■ **WHAT TO WORK ON**
Repeat each entry in full, exactly.

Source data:
* START *
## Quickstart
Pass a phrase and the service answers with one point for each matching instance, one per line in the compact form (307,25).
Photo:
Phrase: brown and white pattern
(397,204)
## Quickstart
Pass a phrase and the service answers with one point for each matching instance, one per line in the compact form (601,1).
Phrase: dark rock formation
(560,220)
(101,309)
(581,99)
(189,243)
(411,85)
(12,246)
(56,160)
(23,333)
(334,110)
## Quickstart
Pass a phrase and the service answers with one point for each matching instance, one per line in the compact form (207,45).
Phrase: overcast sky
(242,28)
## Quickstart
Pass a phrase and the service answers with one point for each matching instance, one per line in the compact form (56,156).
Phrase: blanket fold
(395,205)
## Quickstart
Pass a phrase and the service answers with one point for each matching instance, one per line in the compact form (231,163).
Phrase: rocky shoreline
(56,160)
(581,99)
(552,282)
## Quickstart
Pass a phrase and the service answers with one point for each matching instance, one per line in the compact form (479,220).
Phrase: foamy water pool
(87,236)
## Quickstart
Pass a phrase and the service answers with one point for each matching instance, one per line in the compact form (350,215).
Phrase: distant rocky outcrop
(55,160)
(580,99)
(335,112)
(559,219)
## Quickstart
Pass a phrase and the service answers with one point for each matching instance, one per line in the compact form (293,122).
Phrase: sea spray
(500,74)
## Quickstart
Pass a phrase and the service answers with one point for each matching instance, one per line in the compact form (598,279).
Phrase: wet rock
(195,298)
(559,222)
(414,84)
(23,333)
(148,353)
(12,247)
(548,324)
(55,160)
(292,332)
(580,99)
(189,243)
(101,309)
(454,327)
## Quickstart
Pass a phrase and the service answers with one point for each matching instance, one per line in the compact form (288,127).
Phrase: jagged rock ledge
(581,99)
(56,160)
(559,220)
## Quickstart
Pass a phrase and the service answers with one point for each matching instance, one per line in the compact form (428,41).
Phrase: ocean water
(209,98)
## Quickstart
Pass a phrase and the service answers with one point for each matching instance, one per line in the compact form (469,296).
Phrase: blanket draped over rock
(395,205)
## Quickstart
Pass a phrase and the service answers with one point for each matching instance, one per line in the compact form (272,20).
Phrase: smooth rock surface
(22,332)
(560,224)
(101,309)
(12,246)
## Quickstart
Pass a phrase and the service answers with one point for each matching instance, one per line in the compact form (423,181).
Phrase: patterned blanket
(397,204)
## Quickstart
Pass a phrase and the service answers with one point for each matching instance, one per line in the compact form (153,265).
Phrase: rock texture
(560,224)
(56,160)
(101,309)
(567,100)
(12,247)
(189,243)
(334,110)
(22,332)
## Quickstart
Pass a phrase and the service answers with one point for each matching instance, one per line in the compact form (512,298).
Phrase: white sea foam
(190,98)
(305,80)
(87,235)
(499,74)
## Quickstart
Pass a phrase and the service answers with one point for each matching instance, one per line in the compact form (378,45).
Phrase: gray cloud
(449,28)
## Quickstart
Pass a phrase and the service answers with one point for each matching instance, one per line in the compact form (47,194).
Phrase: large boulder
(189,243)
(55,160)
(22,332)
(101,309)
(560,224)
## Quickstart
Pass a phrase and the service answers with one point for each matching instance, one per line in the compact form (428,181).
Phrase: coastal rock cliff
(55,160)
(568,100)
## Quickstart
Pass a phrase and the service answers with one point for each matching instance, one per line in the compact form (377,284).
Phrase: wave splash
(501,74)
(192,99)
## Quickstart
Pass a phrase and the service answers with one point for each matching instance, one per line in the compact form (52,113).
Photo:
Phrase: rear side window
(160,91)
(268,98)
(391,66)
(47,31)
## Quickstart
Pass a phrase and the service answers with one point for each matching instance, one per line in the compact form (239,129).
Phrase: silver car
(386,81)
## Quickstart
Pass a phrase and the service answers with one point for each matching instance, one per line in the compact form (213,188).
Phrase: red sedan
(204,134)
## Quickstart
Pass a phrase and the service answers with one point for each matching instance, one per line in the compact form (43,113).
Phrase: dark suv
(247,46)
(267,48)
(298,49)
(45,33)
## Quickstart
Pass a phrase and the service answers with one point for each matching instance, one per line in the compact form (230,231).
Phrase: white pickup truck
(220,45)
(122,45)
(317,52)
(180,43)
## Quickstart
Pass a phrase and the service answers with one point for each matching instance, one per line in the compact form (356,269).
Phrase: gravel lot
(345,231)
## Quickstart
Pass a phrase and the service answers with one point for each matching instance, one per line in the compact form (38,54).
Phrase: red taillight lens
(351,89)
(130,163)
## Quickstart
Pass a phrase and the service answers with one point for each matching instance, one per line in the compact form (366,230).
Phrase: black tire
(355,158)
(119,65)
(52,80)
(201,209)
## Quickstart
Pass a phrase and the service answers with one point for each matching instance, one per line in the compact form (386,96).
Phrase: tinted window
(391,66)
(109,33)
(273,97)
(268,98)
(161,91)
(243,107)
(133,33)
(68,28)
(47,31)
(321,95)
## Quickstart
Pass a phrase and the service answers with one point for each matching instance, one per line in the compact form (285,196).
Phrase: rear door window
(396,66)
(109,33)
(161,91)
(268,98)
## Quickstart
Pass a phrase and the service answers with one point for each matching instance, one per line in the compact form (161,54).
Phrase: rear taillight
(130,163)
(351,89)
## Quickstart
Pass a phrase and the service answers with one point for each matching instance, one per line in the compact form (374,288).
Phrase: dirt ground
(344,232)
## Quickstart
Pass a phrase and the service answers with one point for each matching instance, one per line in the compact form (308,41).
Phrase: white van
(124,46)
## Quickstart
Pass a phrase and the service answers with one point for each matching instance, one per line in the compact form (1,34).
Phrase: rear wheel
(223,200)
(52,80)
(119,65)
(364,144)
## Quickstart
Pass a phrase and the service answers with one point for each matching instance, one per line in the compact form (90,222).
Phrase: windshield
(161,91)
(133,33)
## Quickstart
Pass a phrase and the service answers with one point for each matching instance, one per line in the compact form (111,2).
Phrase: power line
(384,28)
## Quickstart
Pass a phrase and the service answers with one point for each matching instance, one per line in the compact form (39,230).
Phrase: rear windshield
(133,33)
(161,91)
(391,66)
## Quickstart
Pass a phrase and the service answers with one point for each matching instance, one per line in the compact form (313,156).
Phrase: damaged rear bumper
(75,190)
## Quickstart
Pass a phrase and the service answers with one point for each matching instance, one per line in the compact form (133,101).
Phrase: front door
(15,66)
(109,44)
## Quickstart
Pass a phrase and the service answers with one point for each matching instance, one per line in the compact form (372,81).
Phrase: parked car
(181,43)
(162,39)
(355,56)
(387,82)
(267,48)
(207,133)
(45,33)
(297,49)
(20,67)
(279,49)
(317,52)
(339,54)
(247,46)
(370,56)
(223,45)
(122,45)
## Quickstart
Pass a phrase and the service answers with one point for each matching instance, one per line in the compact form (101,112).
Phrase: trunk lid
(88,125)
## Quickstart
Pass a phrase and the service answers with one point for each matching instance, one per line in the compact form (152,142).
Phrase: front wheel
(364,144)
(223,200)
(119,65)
* END *
■ **RESPONSE TO THIS EXERCISE**
## Quickstart
Pass a phrase and the service answers with one point for each matching instance, one per line in the compact form (307,25).
Photo:
Phrase: brown and white pattern
(397,204)
## Quickstart
Pass a phrase and the service answers with one point for each matching instance, one per line in the compact form (601,1).
Phrase: dark rock formation
(560,220)
(101,309)
(581,99)
(189,243)
(411,85)
(12,246)
(56,160)
(23,333)
(334,110)
## Quickstart
Pass a phrase and the service answers with one point for each matching instance, one per line in the compact form (207,45).
Phrase: overcast sky
(242,28)
## Quickstart
Pass a phrase and the service answers with one point for each matching instance, one per line in the compact form (56,156).
Phrase: blanket fold
(395,205)
## Quickstart
Pass a phrase and the service answers with one point for each matching instance, one per line in the compact form (231,163).
Phrase: rocky shoreline
(56,160)
(581,99)
(552,282)
## Quickstart
Pass a phrase and the service answers with one point for each matching instance, one per line in the compact form (479,220).
Phrase: foamy water pool
(87,236)
## Quickstart
Pass a phrase and the service answers with one point for each matching instance, one per line in the compact form (350,215).
Phrase: distant rocky outcrop
(55,160)
(580,99)
(335,112)
(559,219)
## Quickstart
Pass a phrase and the service answers with one point for each matching instance, one per line in the compact form (293,122).
Phrase: sea spray
(500,74)
## Quickstart
Pass a phrase and the service answers with one point for each matching instance, one per line in the compact form (598,279).
Phrase: wet rock
(195,298)
(559,222)
(414,84)
(23,333)
(148,353)
(12,247)
(548,324)
(55,160)
(292,332)
(580,99)
(189,243)
(101,309)
(454,327)
## Quickstart
Pass a phrase and the service answers with one point for each matching instance, one per line in the compact form (288,127).
Phrase: jagged rock ledge
(581,99)
(56,160)
(559,220)
## Quickstart
Pass a phrase and the service answers with one point for each matching instance, one per line in the compact form (428,41).
Phrase: ocean water
(209,98)
## Quickstart
Pass a phrase and the service answers with one point for each matching instance, one per line in the compact form (469,296).
Phrase: blanket draped over rock
(395,205)
## Quickstart
Pass a phrase and the service answers with one point for each matching instance, one per line in the compact form (272,20).
Phrase: smooth rock surface
(22,332)
(560,224)
(101,309)
(12,246)
## Quickstart
Pass a phrase and the service answers with one point for each matching instance, one per line in the compact form (423,181).
Phrase: patterned blanket
(397,204)
## Quickstart
Pass a phrase and the service answers with one point for each matching instance, one per line in the compact form (153,265).
Phrase: rock texture
(560,224)
(56,160)
(101,309)
(567,100)
(12,247)
(189,243)
(334,110)
(22,332)
## Quickstart
Pass a phrase and the service answers with one point for each matching instance, one per line in the compact form (512,298).
Phrase: white sea foam
(190,98)
(305,80)
(87,235)
(499,74)
## Quickstart
Pass a phrase and the service answers with one point for each matching instance, one per line in the compact form (378,45).
Phrase: gray cloud
(449,28)
## Quickstart
Pass a phrase and the service answers with one point for each matching instance, one per line in the compact form (47,194).
Phrase: large boulder
(189,243)
(55,160)
(22,332)
(101,309)
(560,224)
## Quickstart
Pass a phrase and the service answers with one point for each matching instance, one per line in the compact form (428,181).
Phrase: coastal rock cliff
(55,160)
(568,100)
## Quickstart
Pass a phrase and the service answers with one point for each matching instance, one per line in the compact form (377,284).
Phrase: wave splash
(501,74)
(192,99)
## Quickstart
Pass a phrase and the service answers with one point for each matching instance, one per line in the compact form (52,113).
Photo:
Phrase: rear side window
(160,91)
(268,98)
(391,66)
(47,31)
## Quickstart
Pass a phrase and the service answers with one point for each matching instance, one per line in the compact form (239,129).
Phrase: silver car
(386,81)
## Quickstart
Pass a phrase and the service answers with one point for each matching instance, one per line in the compact form (213,188).
Phrase: red sedan
(204,134)
## Quickstart
Pass a phrase and the service answers with one point for each matching instance, one per line in the compact form (43,113).
Phrase: dark suv
(247,46)
(267,48)
(298,49)
(45,33)
## Quickstart
Pass a phrase and the service answers with one point for each matching instance, one per line in the compact form (230,231).
Phrase: white pickup truck
(220,45)
(122,45)
(317,52)
(180,43)
## Quickstart
Pass a phrase and the service answers with one point for each matching instance, one per line in the compact form (356,269).
Phrase: gravel lot
(345,231)
## Quickstart
Pass a phrase and the service answers with one point for each matching instance, one per line in the compact form (38,54).
Phrase: red taillight lens
(351,89)
(130,163)
## Quickstart
Pass a phrase and the service answers with one point for each matching instance, one per line in the compact form (366,230).
Phrase: black tire
(355,158)
(119,65)
(52,80)
(201,209)
## Quickstart
Pass a phrase and the service answers with one point for each matching instance, one per line in the compact form (386,96).
Phrase: tinted window
(391,66)
(109,33)
(273,97)
(268,98)
(161,91)
(243,107)
(133,33)
(68,28)
(47,31)
(321,95)
## Quickstart
Pass a phrase and the service answers with one point for each matching instance, one per line in the compact form (285,196).
Phrase: rear door window
(396,66)
(109,33)
(161,91)
(268,98)
## Quickstart
Pass a phrase and the service answers with one point for each matching instance, one per line in the compact form (161,54).
Phrase: rear taillight
(130,163)
(351,89)
## Quickstart
Pass a phrase and the service answers with one point for each matching instance, one per line in the compact form (374,288).
Phrase: dirt ground
(344,232)
## Quickstart
Pass a phrase and the service answers with one point for each matching instance, one per line in the compact form (308,41).
Phrase: white van
(124,46)
## Quickstart
Pass a phrase and the service answers with one point for each matching instance, one per line in the compact form (1,34).
Phrase: rear wheel
(223,200)
(52,80)
(119,65)
(364,144)
## Quickstart
Pass a phrase and the service answers with one point for each matching instance, one per line in the compact form (90,222).
Phrase: windshield
(161,91)
(133,33)
## Quickstart
Pass a phrase and the service answers with one point for each matching instance, one per line in the compact form (111,2).
Phrase: power line
(384,28)
## Quickstart
Pass a phrase and the service answers with one point for each matching instance, one per line in the compact form (39,230).
Phrase: rear windshield
(133,33)
(161,91)
(391,66)
## Quickstart
Pass a phrase and the service answers with one point for each matching instance, one per line in the compact form (313,156).
Phrase: damaged rear bumper
(75,190)
## Quickstart
Pass a phrase and the service answers with one point for each matching instance, one per line in the compact form (133,101).
Phrase: front door
(15,66)
(109,44)
## Quickstart
Pass a phrase and the service answers with one point for each matching instance, one per line in the compact form (372,81).
Phrase: parked car
(181,43)
(162,39)
(355,56)
(387,82)
(267,48)
(207,133)
(45,33)
(297,49)
(20,67)
(279,49)
(317,52)
(339,54)
(247,46)
(370,56)
(223,45)
(122,45)
## Quickstart
Pass a phrase and the service answers with one point for each matching instance, one per line in the compact form (101,112).
Phrase: trunk lid
(88,125)
## Quickstart
Pass a phrase and the service answers with one point for each matching instance, one per line in the compact form (152,142).
Phrase: front wheel
(364,144)
(223,200)
(119,65)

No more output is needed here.